Nothing in the data should change when you return it, but leave the pictures out.

━━━━━━━━━━━━━━━━━━━━━━━━━━━━━━

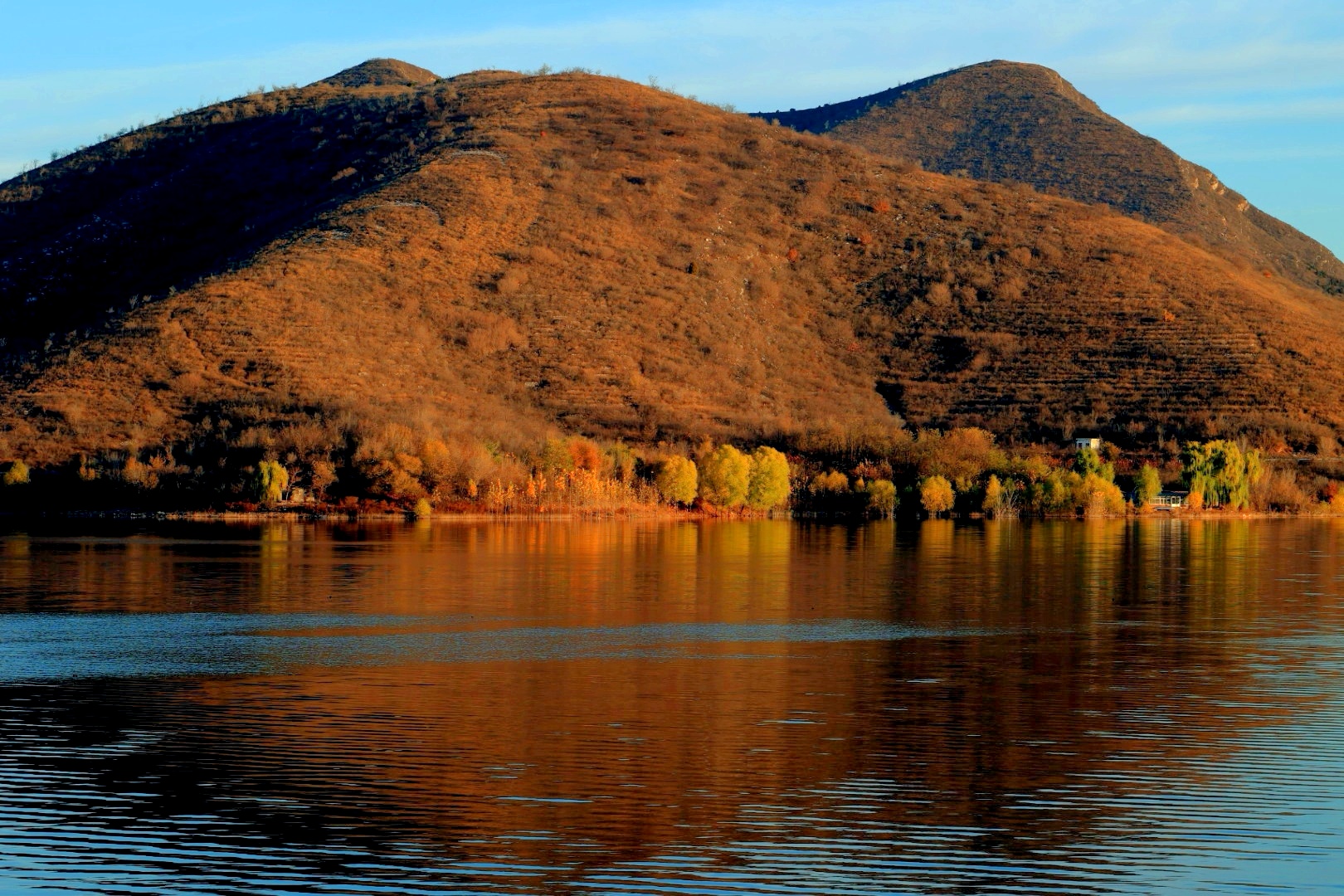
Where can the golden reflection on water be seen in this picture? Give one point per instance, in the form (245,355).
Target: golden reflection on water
(1108,655)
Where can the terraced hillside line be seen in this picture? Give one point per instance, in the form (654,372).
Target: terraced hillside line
(520,256)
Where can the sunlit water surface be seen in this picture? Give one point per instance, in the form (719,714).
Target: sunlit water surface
(717,709)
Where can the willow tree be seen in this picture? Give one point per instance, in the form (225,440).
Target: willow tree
(1148,485)
(767,483)
(936,494)
(676,480)
(1220,472)
(724,477)
(270,483)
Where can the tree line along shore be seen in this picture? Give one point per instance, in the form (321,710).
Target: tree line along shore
(869,470)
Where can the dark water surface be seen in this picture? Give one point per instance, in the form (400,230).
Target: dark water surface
(721,709)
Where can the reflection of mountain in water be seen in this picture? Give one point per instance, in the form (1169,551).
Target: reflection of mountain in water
(1057,681)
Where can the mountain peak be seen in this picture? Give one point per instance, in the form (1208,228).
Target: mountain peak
(1020,123)
(381,73)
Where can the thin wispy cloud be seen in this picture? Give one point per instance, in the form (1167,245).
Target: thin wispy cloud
(1234,67)
(1259,112)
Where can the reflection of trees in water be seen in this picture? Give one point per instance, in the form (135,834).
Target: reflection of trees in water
(1035,730)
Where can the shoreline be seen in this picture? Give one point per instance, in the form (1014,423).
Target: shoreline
(295,514)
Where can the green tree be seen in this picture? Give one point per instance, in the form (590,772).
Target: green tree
(1147,485)
(830,481)
(724,476)
(993,496)
(936,494)
(1220,472)
(1090,462)
(555,457)
(270,483)
(767,483)
(17,475)
(676,480)
(882,497)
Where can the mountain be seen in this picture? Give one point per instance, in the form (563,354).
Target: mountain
(1014,123)
(379,257)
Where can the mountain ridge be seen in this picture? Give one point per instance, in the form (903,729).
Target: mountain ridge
(515,256)
(1010,121)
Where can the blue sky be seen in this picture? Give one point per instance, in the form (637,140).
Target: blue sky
(1252,90)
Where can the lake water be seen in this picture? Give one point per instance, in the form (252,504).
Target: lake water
(724,709)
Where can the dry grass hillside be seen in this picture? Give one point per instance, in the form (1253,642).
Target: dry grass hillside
(499,257)
(1012,123)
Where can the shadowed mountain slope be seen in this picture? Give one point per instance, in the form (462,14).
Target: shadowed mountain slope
(1008,121)
(499,254)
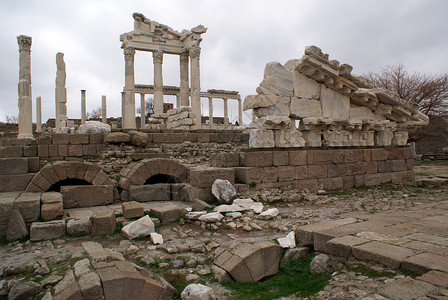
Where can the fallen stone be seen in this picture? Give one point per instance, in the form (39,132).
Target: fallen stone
(16,228)
(223,190)
(319,264)
(289,241)
(24,290)
(268,214)
(197,291)
(211,217)
(103,222)
(41,231)
(156,238)
(140,228)
(78,227)
(132,209)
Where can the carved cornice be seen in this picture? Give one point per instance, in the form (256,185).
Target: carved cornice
(129,53)
(24,42)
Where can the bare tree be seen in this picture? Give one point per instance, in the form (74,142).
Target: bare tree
(94,113)
(430,92)
(149,107)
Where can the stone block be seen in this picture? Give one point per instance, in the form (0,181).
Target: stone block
(60,139)
(41,231)
(103,222)
(87,195)
(13,166)
(225,160)
(29,206)
(11,183)
(168,213)
(150,192)
(79,139)
(132,210)
(52,206)
(204,177)
(386,254)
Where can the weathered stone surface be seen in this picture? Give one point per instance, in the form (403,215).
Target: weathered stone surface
(140,228)
(223,190)
(117,138)
(41,231)
(132,209)
(251,262)
(150,192)
(137,138)
(16,227)
(168,213)
(87,195)
(197,291)
(78,227)
(103,222)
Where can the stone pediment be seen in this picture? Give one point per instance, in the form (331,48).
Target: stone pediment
(333,106)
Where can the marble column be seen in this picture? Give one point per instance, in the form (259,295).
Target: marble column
(158,82)
(240,113)
(103,110)
(142,110)
(184,84)
(61,92)
(83,106)
(24,88)
(128,117)
(210,112)
(226,113)
(195,52)
(38,114)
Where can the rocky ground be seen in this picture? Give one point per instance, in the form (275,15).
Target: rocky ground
(190,246)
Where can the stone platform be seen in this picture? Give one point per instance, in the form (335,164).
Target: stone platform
(414,239)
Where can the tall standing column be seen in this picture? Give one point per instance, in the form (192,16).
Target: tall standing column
(128,117)
(103,110)
(83,106)
(240,113)
(61,92)
(142,110)
(195,52)
(158,82)
(226,113)
(24,88)
(38,114)
(210,112)
(184,84)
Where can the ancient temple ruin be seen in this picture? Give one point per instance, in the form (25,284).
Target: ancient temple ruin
(334,107)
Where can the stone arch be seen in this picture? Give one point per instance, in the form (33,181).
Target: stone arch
(54,173)
(138,173)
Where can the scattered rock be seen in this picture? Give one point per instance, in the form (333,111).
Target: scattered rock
(223,190)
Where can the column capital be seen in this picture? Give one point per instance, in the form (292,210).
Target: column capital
(24,42)
(129,53)
(157,56)
(195,51)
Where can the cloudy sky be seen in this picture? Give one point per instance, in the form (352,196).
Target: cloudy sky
(242,36)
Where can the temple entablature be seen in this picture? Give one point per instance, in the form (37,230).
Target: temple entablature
(333,107)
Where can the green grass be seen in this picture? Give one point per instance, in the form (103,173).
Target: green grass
(293,278)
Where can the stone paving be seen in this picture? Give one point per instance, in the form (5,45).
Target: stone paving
(415,239)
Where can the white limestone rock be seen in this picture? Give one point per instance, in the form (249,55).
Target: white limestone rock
(269,214)
(211,217)
(223,190)
(94,127)
(289,241)
(142,227)
(197,291)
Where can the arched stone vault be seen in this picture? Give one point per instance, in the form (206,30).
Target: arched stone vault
(139,172)
(52,173)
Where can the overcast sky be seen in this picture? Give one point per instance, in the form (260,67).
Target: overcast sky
(242,37)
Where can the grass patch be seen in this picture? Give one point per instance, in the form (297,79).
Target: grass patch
(294,278)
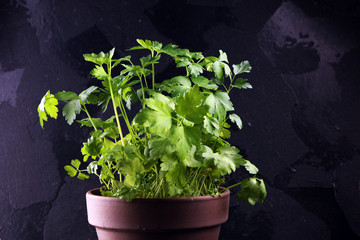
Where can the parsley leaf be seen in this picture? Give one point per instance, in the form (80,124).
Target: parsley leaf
(47,106)
(252,191)
(243,67)
(70,110)
(219,104)
(184,138)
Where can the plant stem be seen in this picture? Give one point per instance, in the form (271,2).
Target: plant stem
(153,71)
(234,185)
(87,113)
(114,105)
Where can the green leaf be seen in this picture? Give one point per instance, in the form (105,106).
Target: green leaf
(217,69)
(177,86)
(242,83)
(99,59)
(252,191)
(160,145)
(70,110)
(47,106)
(236,119)
(85,95)
(223,57)
(92,167)
(189,106)
(204,83)
(157,118)
(243,67)
(99,73)
(82,176)
(184,138)
(251,168)
(75,163)
(66,96)
(226,159)
(71,171)
(212,126)
(176,174)
(191,161)
(146,61)
(195,69)
(219,104)
(173,50)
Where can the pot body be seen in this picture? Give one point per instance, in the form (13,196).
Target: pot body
(190,218)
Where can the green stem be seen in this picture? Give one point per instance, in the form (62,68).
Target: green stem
(87,113)
(234,185)
(114,106)
(153,71)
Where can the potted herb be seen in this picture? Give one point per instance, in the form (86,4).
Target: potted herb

━━━━━━━━━━━━━━━━━━━━━━━━━━━━━━

--- Exercise response ---
Where can the golden reflection on water be seen in this picture? Give one point per instance, in the form (245,355).
Target: golden reflection on water
(1108,655)
Where can the terraced hillside line be seen in this picture? Give one point per instance, in the form (654,372).
Target: terraced hillside line
(520,256)
Where can the sunlit water surface be seen in this picture? Give one point per instance, in the form (719,714).
Target: sunlit water surface
(717,709)
Where can the willow tree be seen in this picture? Give one point per instance, in the form (225,440).
Target: willow tree
(1148,485)
(767,483)
(936,494)
(676,480)
(1220,472)
(724,477)
(270,483)
Where can the tree line along shore be seen in this picture? Give one point per instance, in the form (321,710).
Target: tree line along shore
(869,470)
Where can the dark water surface be seen in this picture? Give one point per instance, in the form (400,230).
Target: dark water surface
(721,709)
Where can the reflection of mountain in water be seen in this picture? Give one point per instance, in the form (1169,551).
Target: reflection of mountain in water
(1057,681)
Where can the mountain peak be seen in this picture? Give one point per instance, in the form (1208,228).
Target: mountain peak
(1020,123)
(381,73)
Where can the thin wispy cloud be seen in this picture? Give one point per instance, in the form (1167,245).
Target: thin wispy cloud
(1234,67)
(1259,112)
Where can the reflection of trees in water be seen in this picture? Give one point per instance, in the form (135,834).
Target: reflection of trees in water
(1035,730)
Where can the shoreline be seen in this picture? Give one point per instance, in the form (1014,423).
Target: shoreline
(295,514)
Where can the green tree be seen in this picture? Give one point per instance, in the form (590,772).
Target: green tree
(1147,485)
(830,481)
(724,476)
(993,496)
(936,494)
(1220,472)
(1090,462)
(555,457)
(270,483)
(767,483)
(17,475)
(676,480)
(882,497)
Where can the mountain be seen in this picture? Give one point per instance, in the form (563,354).
Target: mountain
(1014,123)
(379,257)
Where can the mountain ridge be seen in this picture? Give one point per instance, in the form (903,729).
Target: mountain ridge
(515,256)
(1010,121)
Where can the blue sky be seen in this picture? Give one point per instance, in the form (637,140).
Target: blue sky
(1252,90)
Where can the lake water be seen in this picture? Give one point per instance, in the form (252,504).
Target: lake water
(724,709)
Where can the dry grass hillside be seen in this picture? Give one point per instance, in the form (1253,642).
Target: dry grass hillside
(499,257)
(1012,123)
Where can the shadowed mountain slope be seen in this picture? Give one point per instance, in the form (462,14).
Target: shadowed mountain slope
(1008,121)
(499,254)
Where can the fallen stone be seen in this picture? Give one point per instance, in the form (39,132).
Target: fallen stone
(16,228)
(223,190)
(319,264)
(289,241)
(24,290)
(268,214)
(197,291)
(211,217)
(103,222)
(41,231)
(156,238)
(140,228)
(78,227)
(132,209)
Where can the carved cornice be seen in this picture? Give one point per instance, in the form (256,185).
Target: carved cornice
(129,53)
(24,42)
Where can the bare tree be seen in this picture? Give one point per instance, in the form (74,142).
Target: bare tree
(94,113)
(430,92)
(149,107)
Where can the stone block be seen in this picture? Give one point per instance, in the form (0,181).
Target: stone block
(60,139)
(41,231)
(103,222)
(87,195)
(13,166)
(225,160)
(29,206)
(11,183)
(168,213)
(150,192)
(79,139)
(132,210)
(52,206)
(204,177)
(386,254)
Where can the weathered stone surface be seen in this picture? Give one point per instance, in the form (403,215).
Target: weathered stone surface
(140,228)
(223,190)
(117,138)
(41,231)
(132,209)
(251,262)
(150,192)
(137,138)
(16,227)
(168,213)
(87,195)
(197,291)
(78,227)
(103,222)
Where can the stone pediment be seen in this picture? Give one point per instance, in the form (331,48).
Target: stone pediment
(333,106)
Where can the marble column be seen in this picture? Give one point per instance, in the form (259,295).
Target: marble column
(158,82)
(240,113)
(103,110)
(142,110)
(184,84)
(61,92)
(83,106)
(24,88)
(128,117)
(210,112)
(226,113)
(195,52)
(38,114)
Where can the rocky ground be seen in this picture? Give one point per instance, in the form (275,15).
Target: rocky ground
(190,246)
Where can the stone platform be seen in this picture? Give one point per instance, in the form (335,164).
Target: stone platform
(414,239)
Where can the tall standing column be seen in this picture? Give one point per instance, in the form (192,16).
Target: tall standing column
(128,117)
(103,110)
(83,106)
(240,113)
(61,92)
(142,110)
(195,52)
(158,82)
(226,113)
(24,88)
(38,114)
(210,112)
(184,84)
Where can the ancient temple ruin be seen in this picture? Give one point per instance, in the form (25,284).
Target: ancient temple ruin
(334,107)
Where can the stone arch be seen in this picture? Give one point per instance, in the form (33,181).
Target: stone arch
(54,173)
(138,173)
Where can the scattered rock be seen in this picture? Give one point per instance, in the form (333,111).
Target: scattered rock
(223,190)
Where can the column capital be seen in this picture? Give one point per instance, in the form (292,210).
Target: column capital
(24,42)
(129,53)
(157,56)
(195,51)
Where can the cloudy sky be seen in this picture? Give one point per instance, in the form (352,196).
Target: cloudy sky
(242,36)
Where can the temple entablature be seen in this picture? Give one point per instance, in the form (37,230).
Target: temple entablature
(333,107)
Where can the green grass be seen in this picture? Give one point per instance, in the form (103,173).
Target: green grass
(293,278)
Where can the stone paving be seen in this picture? Give one point per instance, in the form (5,45).
Target: stone paving
(415,239)
Where can the white limestone rock be seen in this picture? Give one point per instance, in the form (249,55).
Target: white limestone rock
(269,214)
(211,217)
(223,190)
(94,127)
(289,241)
(142,227)
(197,291)
Where can the arched stone vault be seen in this picture? Give one point per instance, in the form (206,30).
Target: arched stone vault
(139,172)
(52,173)
Where can the overcast sky be seen in this picture? Give one point per instance, in the form (260,67).
Target: overcast sky
(242,37)
Where can the grass patch be seen in this picture? Give one point per instance, in the form (297,79).
Target: grass patch
(294,278)
Where can the parsley leaf be seen in this picture? Give one point per instance, in the form (80,124).
Target: parsley leaf
(47,106)
(252,191)
(243,67)
(70,110)
(219,104)
(184,138)
Where can the plant stem be seen in this picture? Give one point per instance, in the form (271,2).
Target: plant stem
(153,71)
(234,185)
(87,113)
(114,105)
Where can the green leaf be seen in this picture? Give one point per instance, in the form (105,106).
Target: green leaf
(217,69)
(177,86)
(242,83)
(99,59)
(252,191)
(160,145)
(70,110)
(47,106)
(236,119)
(85,95)
(223,57)
(92,167)
(189,106)
(204,83)
(157,118)
(243,67)
(99,73)
(82,176)
(184,138)
(251,168)
(75,163)
(66,96)
(226,159)
(71,171)
(212,126)
(176,174)
(191,161)
(146,61)
(195,69)
(219,104)
(173,50)
Where can the pot body be seen in this picture? Give one point per instance, in the form (13,196).
Target: pot body
(190,218)
Where can the green stem be seen in this picture? Give one point per instance, in the form (62,68).
Target: green stem
(87,113)
(234,185)
(114,106)
(153,71)
Where can the potted herb be seen in this picture? Give one point per instance, in the form (86,4).
Target: potted herb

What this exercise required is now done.